Task requirements :: Report each line of the records below that contains the word "bench", copying every such line in full.

begin Task inputs

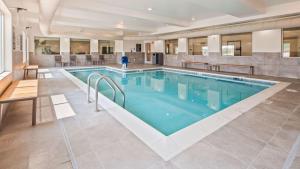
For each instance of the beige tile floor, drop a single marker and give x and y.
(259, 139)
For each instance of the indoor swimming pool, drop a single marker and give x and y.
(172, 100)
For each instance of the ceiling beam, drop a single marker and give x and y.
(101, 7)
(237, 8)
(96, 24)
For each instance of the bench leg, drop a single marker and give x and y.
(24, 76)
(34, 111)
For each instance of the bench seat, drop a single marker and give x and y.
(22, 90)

end Task inputs
begin Task inputs

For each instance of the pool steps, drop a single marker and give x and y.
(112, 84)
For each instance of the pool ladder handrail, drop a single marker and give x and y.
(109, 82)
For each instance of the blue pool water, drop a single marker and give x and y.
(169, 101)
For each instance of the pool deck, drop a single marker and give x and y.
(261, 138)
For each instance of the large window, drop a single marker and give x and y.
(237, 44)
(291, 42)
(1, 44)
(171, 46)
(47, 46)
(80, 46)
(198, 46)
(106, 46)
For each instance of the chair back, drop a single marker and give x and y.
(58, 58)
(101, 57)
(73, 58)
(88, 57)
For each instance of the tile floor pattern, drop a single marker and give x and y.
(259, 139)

end Task inputs

Finished task ::
For each instance of the bench leg, drop a single marker and give x and y.
For each instance of the bench seat, drop a single marker and give x and y.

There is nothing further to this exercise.